--- begin INFORMATION GIVEN ---

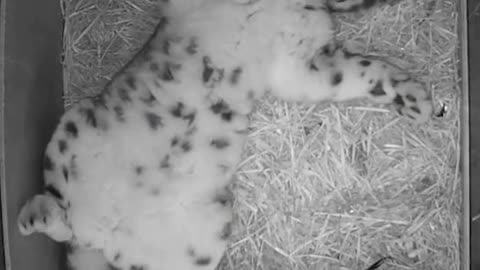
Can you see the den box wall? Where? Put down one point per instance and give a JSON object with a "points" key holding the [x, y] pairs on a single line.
{"points": [[31, 106]]}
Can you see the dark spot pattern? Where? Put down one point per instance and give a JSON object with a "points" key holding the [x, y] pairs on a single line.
{"points": [[395, 82], [117, 256], [71, 129], [411, 98], [54, 191], [162, 24], [62, 146], [73, 167], [119, 113], [48, 164], [203, 261], [123, 95], [90, 117], [223, 109], [365, 63], [165, 162], [226, 231], [150, 100], [207, 69], [167, 73], [192, 47], [65, 173], [378, 90], [415, 109], [337, 78], [328, 50], [154, 121], [190, 131], [399, 100], [235, 76], [189, 117], [220, 143], [219, 107], [227, 116], [224, 197], [139, 170], [154, 67], [100, 102], [165, 48], [174, 141], [349, 55], [131, 82], [186, 146], [177, 111]]}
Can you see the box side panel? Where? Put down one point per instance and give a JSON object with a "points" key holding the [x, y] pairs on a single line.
{"points": [[474, 83], [464, 131], [32, 105]]}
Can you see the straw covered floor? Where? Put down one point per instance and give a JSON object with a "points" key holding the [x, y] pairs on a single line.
{"points": [[330, 186]]}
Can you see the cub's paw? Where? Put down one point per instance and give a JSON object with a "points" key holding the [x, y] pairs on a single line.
{"points": [[409, 97], [42, 214]]}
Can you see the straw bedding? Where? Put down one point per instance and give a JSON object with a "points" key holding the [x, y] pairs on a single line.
{"points": [[331, 186]]}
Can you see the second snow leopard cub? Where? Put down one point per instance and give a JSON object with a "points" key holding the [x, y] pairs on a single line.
{"points": [[137, 177]]}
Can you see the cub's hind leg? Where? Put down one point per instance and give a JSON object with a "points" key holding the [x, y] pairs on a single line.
{"points": [[338, 75], [43, 214]]}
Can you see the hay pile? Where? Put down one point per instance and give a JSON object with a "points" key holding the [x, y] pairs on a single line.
{"points": [[332, 186]]}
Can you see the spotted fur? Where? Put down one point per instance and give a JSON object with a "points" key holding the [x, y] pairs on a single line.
{"points": [[137, 176]]}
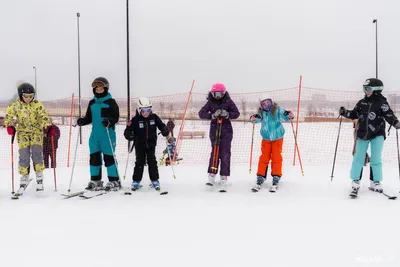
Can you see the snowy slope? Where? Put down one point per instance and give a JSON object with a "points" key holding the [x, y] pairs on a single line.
{"points": [[310, 221]]}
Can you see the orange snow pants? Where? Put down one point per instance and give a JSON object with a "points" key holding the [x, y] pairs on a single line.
{"points": [[270, 150]]}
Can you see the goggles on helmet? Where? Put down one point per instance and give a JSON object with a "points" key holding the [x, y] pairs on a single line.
{"points": [[97, 84], [218, 95], [145, 110], [266, 104], [370, 89], [26, 95]]}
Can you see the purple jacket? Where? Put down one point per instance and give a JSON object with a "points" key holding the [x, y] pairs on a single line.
{"points": [[213, 105]]}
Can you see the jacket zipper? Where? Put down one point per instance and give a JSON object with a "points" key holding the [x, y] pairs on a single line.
{"points": [[369, 109], [147, 134]]}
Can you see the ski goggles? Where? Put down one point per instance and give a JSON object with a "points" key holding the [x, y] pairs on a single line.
{"points": [[218, 95], [266, 104], [98, 84], [145, 110], [370, 89], [27, 96]]}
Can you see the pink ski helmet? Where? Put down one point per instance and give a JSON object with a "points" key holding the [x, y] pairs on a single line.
{"points": [[218, 90]]}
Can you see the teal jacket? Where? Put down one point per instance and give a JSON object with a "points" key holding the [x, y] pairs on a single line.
{"points": [[271, 126]]}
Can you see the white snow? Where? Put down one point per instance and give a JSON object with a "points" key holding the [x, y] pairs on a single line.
{"points": [[310, 221]]}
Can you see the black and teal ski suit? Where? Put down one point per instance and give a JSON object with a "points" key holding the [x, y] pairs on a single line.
{"points": [[99, 110]]}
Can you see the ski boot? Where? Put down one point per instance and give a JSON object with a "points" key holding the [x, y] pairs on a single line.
{"points": [[211, 179], [39, 181], [355, 186], [260, 181], [156, 185], [135, 185], [94, 185], [376, 186], [222, 184], [275, 182], [113, 186]]}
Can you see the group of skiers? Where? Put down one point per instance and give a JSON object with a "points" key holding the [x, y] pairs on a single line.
{"points": [[27, 118]]}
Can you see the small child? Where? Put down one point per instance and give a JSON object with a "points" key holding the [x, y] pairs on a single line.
{"points": [[220, 110], [142, 129], [270, 115], [31, 118], [103, 113], [367, 158], [371, 112]]}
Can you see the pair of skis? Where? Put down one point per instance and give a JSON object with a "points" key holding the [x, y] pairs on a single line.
{"points": [[354, 193], [215, 153], [221, 190], [158, 189], [22, 190], [86, 194], [258, 187]]}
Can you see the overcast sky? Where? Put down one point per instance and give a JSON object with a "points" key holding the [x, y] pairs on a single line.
{"points": [[250, 45]]}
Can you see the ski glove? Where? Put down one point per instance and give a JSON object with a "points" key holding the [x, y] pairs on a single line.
{"points": [[254, 117], [106, 123], [216, 114], [50, 131], [342, 111], [289, 114], [220, 113], [80, 122], [129, 135], [224, 114], [11, 130], [165, 131]]}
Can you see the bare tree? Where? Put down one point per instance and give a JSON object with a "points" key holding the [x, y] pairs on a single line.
{"points": [[162, 108], [244, 110]]}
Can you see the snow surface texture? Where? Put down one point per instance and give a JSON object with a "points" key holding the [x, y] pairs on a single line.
{"points": [[310, 221]]}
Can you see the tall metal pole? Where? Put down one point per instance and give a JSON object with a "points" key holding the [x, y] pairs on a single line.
{"points": [[78, 15], [376, 46], [127, 68], [35, 81]]}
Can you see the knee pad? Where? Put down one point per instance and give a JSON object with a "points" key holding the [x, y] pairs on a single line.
{"points": [[108, 160], [95, 159]]}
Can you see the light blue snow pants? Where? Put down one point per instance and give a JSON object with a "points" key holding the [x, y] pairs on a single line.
{"points": [[376, 158]]}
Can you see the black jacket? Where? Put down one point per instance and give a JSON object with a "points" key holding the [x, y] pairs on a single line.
{"points": [[371, 113], [145, 129], [107, 108]]}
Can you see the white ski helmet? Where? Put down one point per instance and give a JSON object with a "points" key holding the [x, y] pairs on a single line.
{"points": [[143, 103]]}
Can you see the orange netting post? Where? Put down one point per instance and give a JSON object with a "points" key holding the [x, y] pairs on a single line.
{"points": [[182, 124], [70, 128], [297, 120]]}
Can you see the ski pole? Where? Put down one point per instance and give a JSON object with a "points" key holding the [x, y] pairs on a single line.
{"points": [[215, 159], [12, 164], [251, 149], [171, 162], [73, 163], [398, 150], [297, 147], [112, 150], [53, 161], [127, 160], [337, 142]]}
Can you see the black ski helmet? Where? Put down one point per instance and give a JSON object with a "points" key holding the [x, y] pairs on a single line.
{"points": [[105, 83], [375, 84], [25, 88]]}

--- end INFORMATION GIVEN ---

> **TO BE DONE**:
Repeat exactly, and only, the lines from the line containing "Can you see the black jacket?" through the last line of the records above, both included.

> **CORRECT ANSWER**:
Can you see the black jacket? Where? Put down one point per instance and give a JSON object with a "points" key holding the [x, y] pairs on a single line.
{"points": [[371, 113], [145, 129], [107, 108]]}
Can you see the white ski helmet? Where? Put down one point per instance and give a JSON object with a "points" key holding the [x, y] pairs on a single line.
{"points": [[143, 103]]}
Can you see the orange netting post? Where? Put down one point per instance and give a JSON object with a "points" key holding the [x, y] pairs on a single line.
{"points": [[182, 124], [70, 128], [297, 120]]}
Can you see the ski pole? Where? Put down one point per instance and give a JSON object with a "points" key holding the [x, y] pairs on a single line.
{"points": [[215, 159], [12, 164], [251, 149], [171, 162], [73, 163], [398, 150], [297, 147], [112, 150], [53, 161], [127, 160], [337, 142]]}
Can you see the black ski helmet? Where? Put down one point per instance and give a JSON object with a "points" key holding the [x, y] pairs on a single line.
{"points": [[105, 83], [375, 84], [25, 88]]}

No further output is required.